Image object location entries
++++

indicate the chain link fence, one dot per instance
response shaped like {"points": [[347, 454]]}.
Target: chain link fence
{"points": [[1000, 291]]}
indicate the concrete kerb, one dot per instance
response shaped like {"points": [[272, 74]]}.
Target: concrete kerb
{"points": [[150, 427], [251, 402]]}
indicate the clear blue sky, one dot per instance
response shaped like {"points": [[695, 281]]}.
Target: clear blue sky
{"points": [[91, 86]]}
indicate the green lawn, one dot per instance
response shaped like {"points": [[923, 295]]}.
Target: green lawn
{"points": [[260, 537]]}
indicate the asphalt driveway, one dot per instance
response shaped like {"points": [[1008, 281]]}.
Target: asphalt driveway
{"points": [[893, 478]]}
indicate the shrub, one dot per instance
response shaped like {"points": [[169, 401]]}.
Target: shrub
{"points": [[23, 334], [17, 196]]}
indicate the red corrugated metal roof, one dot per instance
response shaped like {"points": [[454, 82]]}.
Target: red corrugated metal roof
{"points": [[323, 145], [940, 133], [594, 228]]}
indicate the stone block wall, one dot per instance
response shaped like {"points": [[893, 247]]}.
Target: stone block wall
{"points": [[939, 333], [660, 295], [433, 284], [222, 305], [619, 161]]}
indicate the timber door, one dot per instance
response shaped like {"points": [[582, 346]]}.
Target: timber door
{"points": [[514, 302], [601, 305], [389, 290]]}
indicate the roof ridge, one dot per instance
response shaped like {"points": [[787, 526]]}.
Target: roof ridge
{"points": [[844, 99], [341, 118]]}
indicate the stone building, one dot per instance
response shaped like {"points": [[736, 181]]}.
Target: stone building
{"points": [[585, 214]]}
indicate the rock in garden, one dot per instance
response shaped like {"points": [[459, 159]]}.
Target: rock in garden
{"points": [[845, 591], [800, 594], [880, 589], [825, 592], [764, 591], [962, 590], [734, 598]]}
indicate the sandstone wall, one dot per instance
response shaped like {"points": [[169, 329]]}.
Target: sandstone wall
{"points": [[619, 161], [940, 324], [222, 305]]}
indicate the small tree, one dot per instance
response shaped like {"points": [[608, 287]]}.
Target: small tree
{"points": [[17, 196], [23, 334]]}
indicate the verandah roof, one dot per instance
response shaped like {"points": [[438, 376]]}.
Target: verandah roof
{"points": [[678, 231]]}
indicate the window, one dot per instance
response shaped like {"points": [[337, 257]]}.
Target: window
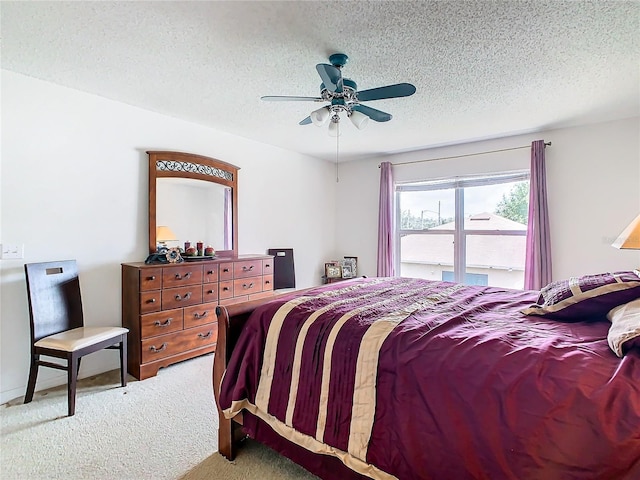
{"points": [[470, 230]]}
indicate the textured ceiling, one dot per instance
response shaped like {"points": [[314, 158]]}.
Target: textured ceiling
{"points": [[482, 69]]}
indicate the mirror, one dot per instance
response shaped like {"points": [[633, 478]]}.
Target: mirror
{"points": [[196, 197]]}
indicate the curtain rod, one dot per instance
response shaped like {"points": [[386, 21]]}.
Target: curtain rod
{"points": [[547, 144]]}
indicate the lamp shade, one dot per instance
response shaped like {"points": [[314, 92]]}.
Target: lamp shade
{"points": [[319, 117], [165, 234], [630, 237], [359, 119]]}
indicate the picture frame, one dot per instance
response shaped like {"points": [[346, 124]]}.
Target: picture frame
{"points": [[332, 270], [353, 263], [347, 272]]}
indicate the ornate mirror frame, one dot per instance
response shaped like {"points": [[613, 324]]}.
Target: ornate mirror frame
{"points": [[164, 164]]}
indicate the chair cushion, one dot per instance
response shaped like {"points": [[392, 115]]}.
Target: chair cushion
{"points": [[78, 338]]}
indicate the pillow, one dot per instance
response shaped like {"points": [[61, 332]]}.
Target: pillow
{"points": [[586, 297], [624, 332]]}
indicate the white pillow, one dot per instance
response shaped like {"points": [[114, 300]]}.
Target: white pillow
{"points": [[625, 325]]}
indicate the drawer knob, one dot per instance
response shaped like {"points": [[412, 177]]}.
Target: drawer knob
{"points": [[156, 350]]}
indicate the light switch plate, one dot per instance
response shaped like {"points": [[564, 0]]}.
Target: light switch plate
{"points": [[10, 251]]}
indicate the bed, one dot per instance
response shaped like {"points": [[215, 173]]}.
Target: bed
{"points": [[414, 379]]}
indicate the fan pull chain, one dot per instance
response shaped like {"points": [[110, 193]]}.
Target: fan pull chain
{"points": [[337, 151]]}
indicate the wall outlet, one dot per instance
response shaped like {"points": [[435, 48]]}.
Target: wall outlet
{"points": [[10, 251]]}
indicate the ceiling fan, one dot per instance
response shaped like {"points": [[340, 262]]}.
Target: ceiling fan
{"points": [[344, 97]]}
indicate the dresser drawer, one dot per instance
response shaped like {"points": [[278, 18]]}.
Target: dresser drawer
{"points": [[160, 323], [210, 274], [182, 275], [200, 314], [209, 292], [267, 267], [150, 301], [249, 268], [181, 297], [226, 271], [247, 286], [226, 289], [150, 279], [171, 344]]}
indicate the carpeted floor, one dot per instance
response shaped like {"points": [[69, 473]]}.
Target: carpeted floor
{"points": [[164, 427]]}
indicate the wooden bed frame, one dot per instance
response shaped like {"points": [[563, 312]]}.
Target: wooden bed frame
{"points": [[231, 319]]}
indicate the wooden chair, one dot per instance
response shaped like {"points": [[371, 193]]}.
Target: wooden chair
{"points": [[57, 325]]}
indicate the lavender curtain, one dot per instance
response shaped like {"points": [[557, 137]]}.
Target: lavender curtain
{"points": [[386, 266], [537, 268]]}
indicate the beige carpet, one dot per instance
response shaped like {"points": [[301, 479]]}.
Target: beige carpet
{"points": [[164, 427]]}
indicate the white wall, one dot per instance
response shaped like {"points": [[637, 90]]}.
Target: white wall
{"points": [[593, 182], [74, 185]]}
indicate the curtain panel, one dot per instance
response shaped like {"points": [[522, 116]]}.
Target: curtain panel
{"points": [[537, 269], [386, 262]]}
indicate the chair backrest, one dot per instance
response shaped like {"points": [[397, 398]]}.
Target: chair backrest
{"points": [[55, 304]]}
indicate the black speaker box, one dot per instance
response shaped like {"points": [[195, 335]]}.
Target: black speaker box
{"points": [[284, 274]]}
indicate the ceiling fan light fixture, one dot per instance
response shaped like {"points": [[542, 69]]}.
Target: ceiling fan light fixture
{"points": [[360, 120], [319, 117]]}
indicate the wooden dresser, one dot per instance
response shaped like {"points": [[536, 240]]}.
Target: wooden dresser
{"points": [[170, 309]]}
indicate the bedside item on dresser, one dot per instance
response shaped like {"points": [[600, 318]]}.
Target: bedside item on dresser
{"points": [[332, 270], [57, 325], [166, 255], [353, 263], [163, 235], [346, 271]]}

++++

Can you write out all of the material again with "response shaped like" replaced by "answer formatted like" everywhere and nothing else changed, leaving the pictures out?

-- Answer for the task --
indicate the chain link fence, one dot per instance
answer formatted like {"points": [[347, 454]]}.
Target: chain link fence
{"points": [[1000, 291]]}
indicate the concrete kerb, one dot per instance
answer formatted like {"points": [[272, 74]]}.
Target: concrete kerb
{"points": [[150, 427], [251, 402]]}
indicate the clear blue sky, one dot per instance
answer formatted like {"points": [[695, 281]]}.
Target: clear blue sky
{"points": [[91, 86]]}
indicate the green lawn, one dot per instance
answer formatted like {"points": [[923, 295]]}.
Target: green lawn
{"points": [[260, 537]]}
indicate the asphalt driveway, one dot per instance
answer formatted like {"points": [[1008, 281]]}.
Target: asphalt driveway
{"points": [[893, 478]]}
indicate the shrub, one dot per instance
answer formatted like {"points": [[169, 401]]}.
Target: shrub
{"points": [[23, 334], [17, 196]]}
indicate the red corrugated metal roof, one dot per instance
answer formatted like {"points": [[454, 82]]}.
Target: red corrugated metal roof
{"points": [[323, 145], [940, 133], [594, 228]]}
indicate the stone block wall, one dot per instance
answer formatted like {"points": [[893, 247]]}.
Target: stone block wall
{"points": [[939, 333], [660, 295], [433, 284], [222, 305], [619, 161]]}
indicate the timber door, one dot per instance
answer formatted like {"points": [[582, 346]]}.
Target: timber door
{"points": [[514, 302], [601, 305], [389, 290]]}
indicate the roof ridge, one dot per instance
answer formatted like {"points": [[787, 526]]}.
Target: roof ridge
{"points": [[844, 99], [341, 118]]}
indicate the stone building, one dot per instance
answer formatted like {"points": [[736, 181]]}.
Target: stone building
{"points": [[585, 214]]}
indicate the rock in garden, one dot per instance
answer formatted like {"points": [[459, 159]]}.
Target: rock in garden
{"points": [[845, 591], [800, 594], [880, 589], [825, 592], [764, 591], [962, 590], [734, 598]]}
indicate the sandstone wall, one dot per instance
answer formatted like {"points": [[169, 329]]}.
Target: sandstone wall
{"points": [[619, 161], [940, 324], [222, 305]]}
indicate the small tree, one dot per instance
answer formatted like {"points": [[608, 287]]}.
Target: small tree
{"points": [[17, 196], [23, 334]]}
indicate the verandah roof, one dot per instance
answer formatted like {"points": [[438, 376]]}.
Target: verandah roof
{"points": [[678, 231]]}
indicate the window, one dot per instance
answer formatted like {"points": [[337, 257]]}.
Target: window
{"points": [[470, 230]]}
indicate the textured ceiling, one dot per instance
answer formatted like {"points": [[314, 158]]}.
Target: textured ceiling
{"points": [[482, 69]]}
indicate the mirror, one dot per instance
answer formatted like {"points": [[633, 478]]}.
Target: mirror
{"points": [[196, 197]]}
indicate the curtain rod, one dot per instance
answer formatted like {"points": [[386, 21]]}.
Target: curtain rod
{"points": [[547, 144]]}
indicate the lamp shade, one dot per instance
answer formatted like {"points": [[314, 92]]}.
Target: lamp shade
{"points": [[319, 117], [165, 234], [630, 237], [359, 119]]}
indicate the picture frame, one dot per instance
answer formatted like {"points": [[346, 124]]}.
Target: picture frame
{"points": [[332, 270], [353, 263], [347, 272]]}
indicate the ornate mirror frame, one dot per instance
answer formatted like {"points": [[613, 324]]}.
Target: ornate mirror frame
{"points": [[164, 164]]}
indicate the chair cushion, one dot per instance
answer formatted like {"points": [[392, 115]]}.
Target: chair cushion
{"points": [[78, 338]]}
indicate the pillow, one dot per instance
answer formatted like {"points": [[61, 332]]}.
Target: pillow
{"points": [[586, 297], [624, 332]]}
indicate the white pillow, one dot per instance
answer formatted like {"points": [[114, 300]]}.
Target: white pillow
{"points": [[625, 325]]}
indicate the drawer knob, one dot per instance
answer formatted like {"points": [[412, 177]]}.
Target: drawer knob
{"points": [[156, 350]]}
indicate the light switch plate, one dot per instance
answer formatted like {"points": [[564, 0]]}.
Target: light switch plate
{"points": [[10, 251]]}
indicate the bed, one dot per instance
answer formatted like {"points": [[215, 173]]}.
Target: bed
{"points": [[414, 379]]}
indicate the fan pull chain, one dot per instance
answer formatted like {"points": [[110, 193]]}.
Target: fan pull chain
{"points": [[337, 151]]}
indicate the wall outlet, one dot per instance
answer formatted like {"points": [[435, 48]]}.
Target: wall outlet
{"points": [[10, 251]]}
indicate the ceiling fan, one dot per instance
answer formatted like {"points": [[340, 262]]}.
Target: ceiling fan
{"points": [[344, 97]]}
indicate the dresser drawer, one dot per instance
answer formatted like {"points": [[278, 18]]}.
Target: dresser drawer
{"points": [[160, 323], [210, 274], [182, 275], [200, 314], [209, 292], [267, 267], [150, 301], [249, 268], [181, 297], [226, 271], [247, 286], [226, 289], [150, 279], [171, 344]]}
indicate the carpeted floor, one dot per instance
answer formatted like {"points": [[69, 473]]}.
Target: carpeted floor
{"points": [[164, 427]]}
indicate the wooden bed frame, one dot per instance
answer formatted like {"points": [[563, 312]]}.
Target: wooden bed frame
{"points": [[231, 319]]}
indicate the wooden chair, one dot per instance
answer formatted like {"points": [[371, 193]]}.
Target: wooden chair
{"points": [[57, 325]]}
indicate the lavender curtain, one dot per instance
answer formatted like {"points": [[557, 137]]}.
Target: lavender curtain
{"points": [[386, 266], [537, 268]]}
indicate the beige carpet, one dot per instance
answer formatted like {"points": [[301, 479]]}.
Target: beige carpet
{"points": [[164, 427]]}
indicate the white wall, one dot per instance
answer formatted like {"points": [[637, 90]]}.
Target: white wall
{"points": [[593, 182], [74, 185]]}
indicate the curtain panel, one dot per instance
answer formatted like {"points": [[522, 116]]}.
Target: curtain panel
{"points": [[537, 269], [386, 262]]}
indicate the chair backrest, one dot per instance
answer formatted like {"points": [[397, 398]]}.
Target: chair backrest
{"points": [[55, 304]]}
indicate the black speaker box, one dot per instance
answer formatted like {"points": [[195, 335]]}.
Target: black speaker box
{"points": [[284, 274]]}
indicate the ceiling fan light fixture, one dot per instance
answer formatted like {"points": [[542, 69]]}.
Target: ceiling fan light fixture
{"points": [[360, 120], [319, 117]]}
indicate the wooden dresser, one dot per instance
answer formatted like {"points": [[536, 240]]}.
Target: wooden dresser
{"points": [[170, 309]]}
indicate the bedside item on dresser, one dot per instance
answer formatted like {"points": [[600, 318]]}.
Target: bedside item on dresser
{"points": [[332, 270], [57, 325], [166, 255], [353, 263], [163, 235], [346, 271]]}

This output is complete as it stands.